(Excerpts from annotation records)

-------

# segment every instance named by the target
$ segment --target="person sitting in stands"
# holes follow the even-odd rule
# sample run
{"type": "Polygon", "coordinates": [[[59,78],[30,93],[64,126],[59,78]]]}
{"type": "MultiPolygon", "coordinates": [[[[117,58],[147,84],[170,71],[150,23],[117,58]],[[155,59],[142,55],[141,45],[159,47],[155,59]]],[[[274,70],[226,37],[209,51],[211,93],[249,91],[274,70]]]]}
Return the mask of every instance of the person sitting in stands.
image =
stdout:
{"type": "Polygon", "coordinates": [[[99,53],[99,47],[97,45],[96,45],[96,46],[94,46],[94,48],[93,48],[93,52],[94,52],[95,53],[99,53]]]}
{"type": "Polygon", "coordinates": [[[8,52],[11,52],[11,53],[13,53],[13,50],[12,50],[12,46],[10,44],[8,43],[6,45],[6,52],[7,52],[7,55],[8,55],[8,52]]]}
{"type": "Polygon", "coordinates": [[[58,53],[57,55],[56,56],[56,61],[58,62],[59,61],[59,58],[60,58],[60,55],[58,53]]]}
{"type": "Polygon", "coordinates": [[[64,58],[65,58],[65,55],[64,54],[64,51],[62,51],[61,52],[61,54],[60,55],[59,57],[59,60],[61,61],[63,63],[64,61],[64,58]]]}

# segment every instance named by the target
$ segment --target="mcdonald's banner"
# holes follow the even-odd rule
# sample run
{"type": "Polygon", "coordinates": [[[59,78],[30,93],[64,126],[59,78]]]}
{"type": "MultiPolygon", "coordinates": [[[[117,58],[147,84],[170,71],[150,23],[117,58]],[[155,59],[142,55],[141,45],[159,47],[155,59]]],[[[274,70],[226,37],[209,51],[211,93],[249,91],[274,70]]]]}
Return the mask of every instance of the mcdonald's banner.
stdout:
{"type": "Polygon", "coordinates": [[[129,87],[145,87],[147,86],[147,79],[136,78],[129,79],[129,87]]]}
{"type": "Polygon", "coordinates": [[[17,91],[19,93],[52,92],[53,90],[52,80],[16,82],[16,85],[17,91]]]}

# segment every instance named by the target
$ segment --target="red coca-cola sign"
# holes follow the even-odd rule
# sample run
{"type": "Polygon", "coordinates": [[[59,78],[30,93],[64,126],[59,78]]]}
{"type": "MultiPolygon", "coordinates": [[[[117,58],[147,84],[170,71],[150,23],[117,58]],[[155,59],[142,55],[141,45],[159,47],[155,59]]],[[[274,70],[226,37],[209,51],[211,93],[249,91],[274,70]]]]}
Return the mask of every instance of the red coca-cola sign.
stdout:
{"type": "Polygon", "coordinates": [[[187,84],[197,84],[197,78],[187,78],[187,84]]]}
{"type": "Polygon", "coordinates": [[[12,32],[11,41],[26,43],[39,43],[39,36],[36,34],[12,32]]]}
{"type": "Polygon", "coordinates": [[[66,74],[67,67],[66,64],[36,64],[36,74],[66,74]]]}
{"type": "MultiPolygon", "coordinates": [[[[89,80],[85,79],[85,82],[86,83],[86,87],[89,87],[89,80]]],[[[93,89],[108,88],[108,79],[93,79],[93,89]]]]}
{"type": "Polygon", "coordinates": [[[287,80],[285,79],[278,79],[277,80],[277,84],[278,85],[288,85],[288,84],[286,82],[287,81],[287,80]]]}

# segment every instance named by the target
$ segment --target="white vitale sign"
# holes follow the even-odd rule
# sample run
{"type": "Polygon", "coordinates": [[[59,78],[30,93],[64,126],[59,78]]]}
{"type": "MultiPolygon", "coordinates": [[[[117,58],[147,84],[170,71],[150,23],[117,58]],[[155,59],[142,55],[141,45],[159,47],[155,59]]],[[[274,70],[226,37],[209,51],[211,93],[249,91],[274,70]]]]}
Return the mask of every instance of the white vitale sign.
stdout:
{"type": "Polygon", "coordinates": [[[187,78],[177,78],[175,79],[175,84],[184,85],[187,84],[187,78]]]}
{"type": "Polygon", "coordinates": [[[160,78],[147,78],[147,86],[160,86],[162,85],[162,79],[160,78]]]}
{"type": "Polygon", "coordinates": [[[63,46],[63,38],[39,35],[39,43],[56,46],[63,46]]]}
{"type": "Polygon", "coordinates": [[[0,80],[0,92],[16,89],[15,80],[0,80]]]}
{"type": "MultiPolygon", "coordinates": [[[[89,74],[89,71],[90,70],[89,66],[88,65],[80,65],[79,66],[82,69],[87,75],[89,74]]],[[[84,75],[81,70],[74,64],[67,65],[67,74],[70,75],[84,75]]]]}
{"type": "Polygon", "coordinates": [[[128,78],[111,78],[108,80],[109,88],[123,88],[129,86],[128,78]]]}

-------

WORK TO DO: Return every line of the material above that contains the word "stands", treating uppercase and lowercase letters as different.

IN RESPONSE:
$ segment --target="person sitting in stands"
Return the mask of every instance of the person sitting in stands.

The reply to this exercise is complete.